Everything in the records below should be printed exactly, except the pictures.

[INFORMATION SUPPLIED]

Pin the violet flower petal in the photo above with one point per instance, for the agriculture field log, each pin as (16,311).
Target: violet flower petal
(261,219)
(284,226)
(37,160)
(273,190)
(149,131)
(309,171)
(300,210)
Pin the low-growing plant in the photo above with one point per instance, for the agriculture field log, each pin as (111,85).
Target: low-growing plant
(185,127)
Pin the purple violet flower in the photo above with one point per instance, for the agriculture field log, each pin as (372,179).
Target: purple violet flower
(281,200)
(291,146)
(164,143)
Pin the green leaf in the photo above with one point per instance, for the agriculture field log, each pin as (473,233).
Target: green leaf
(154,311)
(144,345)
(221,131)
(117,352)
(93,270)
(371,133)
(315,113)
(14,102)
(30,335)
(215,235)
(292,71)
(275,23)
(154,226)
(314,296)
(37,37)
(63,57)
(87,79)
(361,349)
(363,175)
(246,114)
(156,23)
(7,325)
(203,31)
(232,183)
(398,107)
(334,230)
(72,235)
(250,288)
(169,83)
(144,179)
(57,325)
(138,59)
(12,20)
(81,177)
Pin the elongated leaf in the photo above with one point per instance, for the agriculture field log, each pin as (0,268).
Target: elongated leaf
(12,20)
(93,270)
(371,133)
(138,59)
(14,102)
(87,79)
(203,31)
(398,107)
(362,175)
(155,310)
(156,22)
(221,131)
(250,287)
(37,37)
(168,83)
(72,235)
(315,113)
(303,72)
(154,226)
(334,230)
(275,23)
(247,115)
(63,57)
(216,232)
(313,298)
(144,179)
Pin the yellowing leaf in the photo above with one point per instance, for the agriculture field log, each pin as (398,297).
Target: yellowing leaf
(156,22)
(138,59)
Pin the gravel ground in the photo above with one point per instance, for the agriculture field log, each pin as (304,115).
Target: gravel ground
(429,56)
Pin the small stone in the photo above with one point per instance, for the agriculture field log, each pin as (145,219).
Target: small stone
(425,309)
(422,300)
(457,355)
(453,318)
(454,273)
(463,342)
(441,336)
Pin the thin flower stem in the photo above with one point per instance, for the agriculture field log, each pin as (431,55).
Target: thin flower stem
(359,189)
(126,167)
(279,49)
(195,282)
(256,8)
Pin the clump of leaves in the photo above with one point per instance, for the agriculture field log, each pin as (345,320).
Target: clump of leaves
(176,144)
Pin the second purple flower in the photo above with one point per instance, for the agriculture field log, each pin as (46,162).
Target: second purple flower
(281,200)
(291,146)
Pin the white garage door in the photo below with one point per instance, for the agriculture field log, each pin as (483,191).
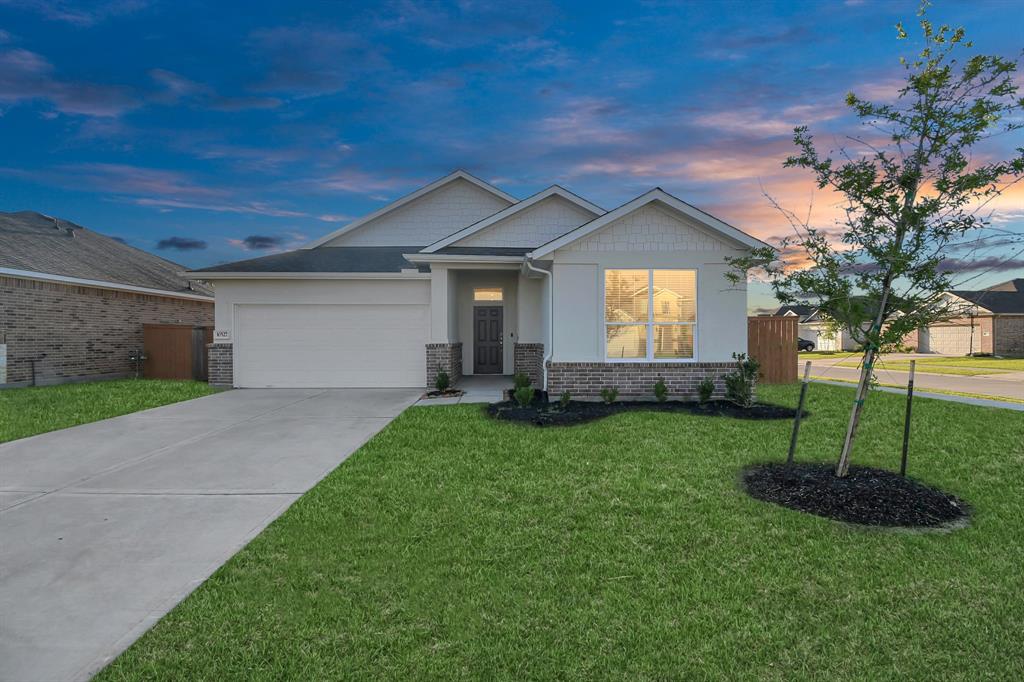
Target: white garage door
(334,345)
(953,339)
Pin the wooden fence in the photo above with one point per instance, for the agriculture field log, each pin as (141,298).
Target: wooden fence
(772,341)
(175,351)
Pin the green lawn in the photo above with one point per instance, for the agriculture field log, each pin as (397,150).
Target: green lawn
(960,366)
(456,547)
(26,412)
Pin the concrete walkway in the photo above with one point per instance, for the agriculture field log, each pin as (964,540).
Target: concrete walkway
(105,526)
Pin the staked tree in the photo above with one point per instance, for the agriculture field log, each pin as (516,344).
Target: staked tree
(911,192)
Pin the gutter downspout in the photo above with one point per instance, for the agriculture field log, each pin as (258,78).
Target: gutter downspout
(550,349)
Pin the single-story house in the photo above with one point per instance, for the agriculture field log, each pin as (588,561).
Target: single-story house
(462,276)
(989,321)
(812,327)
(73,302)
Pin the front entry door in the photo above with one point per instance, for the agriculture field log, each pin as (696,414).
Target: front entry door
(487,331)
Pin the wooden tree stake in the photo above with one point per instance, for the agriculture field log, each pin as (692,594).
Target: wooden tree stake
(800,414)
(906,422)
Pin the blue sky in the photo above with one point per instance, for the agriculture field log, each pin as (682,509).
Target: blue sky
(216,131)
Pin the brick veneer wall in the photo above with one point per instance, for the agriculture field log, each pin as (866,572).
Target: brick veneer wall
(1009,335)
(635,379)
(220,368)
(528,358)
(446,356)
(80,333)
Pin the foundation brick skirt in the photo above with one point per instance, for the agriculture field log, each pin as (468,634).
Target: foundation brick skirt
(528,358)
(636,379)
(443,356)
(220,368)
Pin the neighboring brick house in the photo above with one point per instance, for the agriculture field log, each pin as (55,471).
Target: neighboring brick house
(73,302)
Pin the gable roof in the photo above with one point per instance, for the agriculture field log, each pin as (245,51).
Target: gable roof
(1006,297)
(335,259)
(32,242)
(479,225)
(448,179)
(655,195)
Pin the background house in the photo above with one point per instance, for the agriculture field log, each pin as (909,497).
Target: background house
(73,302)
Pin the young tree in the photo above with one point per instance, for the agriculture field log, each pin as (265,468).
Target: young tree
(911,190)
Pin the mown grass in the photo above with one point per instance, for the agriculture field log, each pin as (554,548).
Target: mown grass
(456,547)
(26,412)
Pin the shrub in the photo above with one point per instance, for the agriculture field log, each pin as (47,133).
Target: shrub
(706,389)
(660,390)
(442,381)
(523,395)
(739,384)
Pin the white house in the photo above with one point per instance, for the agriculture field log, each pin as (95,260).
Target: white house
(462,276)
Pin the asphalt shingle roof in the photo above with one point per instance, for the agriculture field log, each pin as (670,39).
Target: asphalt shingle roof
(33,242)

[/INFORMATION SUPPLIED]

- EXERCISE ANSWER
Pin the violet flower petal in the photo above with one point per instance, for the agriculture field log, each pin as (16,311).
Target: violet flower petal
(261,219)
(284,226)
(37,160)
(273,190)
(149,131)
(309,171)
(300,210)
Pin the low-growing plant in the photo above with one point per instance, for the agriculture field log, each pin as (111,85).
Target: low-growing plant
(185,127)
Pin the purple violet flower in the photo above with one point per instance, for the agriculture field log, each pin as (372,179).
Target: purple violet flower
(281,200)
(291,146)
(164,143)
Pin the green leaf in the photo above with one point per instance, for the agriculture field log, each pin as (473,233).
Target: green leaf
(154,311)
(144,345)
(221,131)
(117,352)
(93,270)
(371,133)
(315,113)
(14,102)
(30,335)
(215,235)
(292,71)
(275,23)
(154,226)
(314,296)
(37,37)
(63,57)
(87,79)
(361,349)
(363,175)
(246,114)
(156,23)
(7,325)
(203,31)
(232,183)
(398,107)
(334,230)
(72,235)
(250,288)
(169,83)
(144,179)
(57,325)
(138,59)
(12,20)
(81,177)
Pin the elongated leaf in the photo above with one point per instance, for the agriculture field log, each pin as (0,268).
Target: elongated leaf
(12,20)
(93,270)
(371,133)
(138,59)
(14,102)
(87,79)
(203,31)
(398,107)
(362,175)
(155,310)
(156,22)
(221,131)
(250,287)
(37,37)
(168,83)
(72,235)
(315,113)
(303,72)
(154,226)
(334,230)
(275,23)
(247,115)
(63,57)
(216,232)
(313,298)
(144,179)
Pin the yellowing leaf in the photo above with one point per instance, for the agriculture field log, each pin as (398,297).
Target: yellowing leaf
(156,22)
(138,59)
Pin the gravel ground in the photo above with one point per instance, for the agriculture field log, each pin as (304,115).
Target: gravel ground
(429,56)
Pin the small stone in the photo above with one point per instance, for the agriculture field log, each pin as (145,219).
Target: small stone
(425,309)
(422,300)
(457,355)
(453,318)
(454,273)
(463,342)
(441,336)
Pin the thin flower stem in the photo above with one point per instance, for the agriculture field log, each pin as (431,55).
Target: thin flower stem
(359,189)
(126,167)
(279,49)
(195,282)
(256,8)
Pin the clump of leaves in the photo above with one point per instance, for the agriculture field log, each pin as (345,320).
Target: clump of leaves
(176,144)
Pin the second purple flower in the photo above with one point per instance, for the agriculture field log, each pin as (46,162).
Target: second purple flower
(281,200)
(291,146)
Pin the white garage door in the photo below with one point per instance, for the agriculture field log, each pin as (483,191).
Target: white garage door
(334,345)
(953,339)
Pin the wooden fence in the photo above with one point per instance, for the agriculture field log, each pin as (141,298).
Target: wooden fence
(772,341)
(175,351)
Pin the green lawn in the photo above with one point per instance, for the agriculture field log, each pin as (397,150).
Target: green lawn
(960,366)
(456,547)
(26,412)
Pin the concrete walkway in the photo above with one point per instance, for the agriculture field log, each pin as (964,540).
Target: concrete walkway
(105,526)
Pin the staked tree in the photo above with one point per instance, for the agriculture field log, each pin as (516,344).
Target: staked tree
(911,192)
Pin the gutter downspout in the photo above with one point per instance, for the agriculture field log, each pin as (258,78).
Target: gutter downspout
(550,349)
Pin the single-story house in the photo above with one point per instance, for the agriculture field log, each pin as (588,561).
Target: single-story house
(462,276)
(989,321)
(812,327)
(73,302)
Pin the front entry door in the photo above with one point per instance, for the agriculture field log, each pin as (696,414).
Target: front entry door
(487,331)
Pin the wooden tree stake in the photo above with one point per instance, for the agriculture field log, each pin as (692,594).
Target: wooden tree stake
(800,414)
(906,422)
Pin the blue sky in the photo above with one point per instance, for the agriculture field log, each pin as (682,509).
Target: blue sky
(216,131)
Pin the brick veneer wall in the photo above with one point per instance, for the agriculture field log, each pin as (866,572).
Target: brick veneer wall
(1009,335)
(635,379)
(220,368)
(528,358)
(446,356)
(80,333)
Pin the foundation brick skirt in the photo above with one point per instance, for the agriculture field log, each pin as (468,634).
Target: foundation brick skirt
(528,358)
(636,379)
(443,356)
(220,368)
Pin the neighboring brick house in the photo above with one point per instance, for the agriculture field log, each pin as (55,471).
Target: neighboring brick house
(73,302)
Pin the gable roof in the photo above with one point per instance, for the agriculture field log, each pin as (245,51).
Target: gable roof
(1006,297)
(335,259)
(32,242)
(479,225)
(448,179)
(655,195)
Pin the background house in the photo above with one point per instance, for the agriculture field log, each pin as (909,497).
Target: background house
(73,302)
Pin the young tree in the photo above with one point per instance, for the agriculture field log, each pin as (265,468).
Target: young tree
(911,190)
Pin the mown grass in the photo above with one point per instance, for the agriculture field log, each pin as (554,548).
Target: mown grass
(456,547)
(26,412)
Pin the shrub in the photo above with one point per instance, for the agriculture field log, each pin as (47,133).
Target: shrub
(706,389)
(660,390)
(442,381)
(523,395)
(739,384)
Pin the white house in the photo above with one point per instance, for the agriculture field log, each pin as (95,260).
Target: white house
(462,276)
Pin the asphalt shingle roof in the photo above with one point per instance, for the agriculture field log, each pin as (670,39).
Target: asphalt shingle roof
(33,242)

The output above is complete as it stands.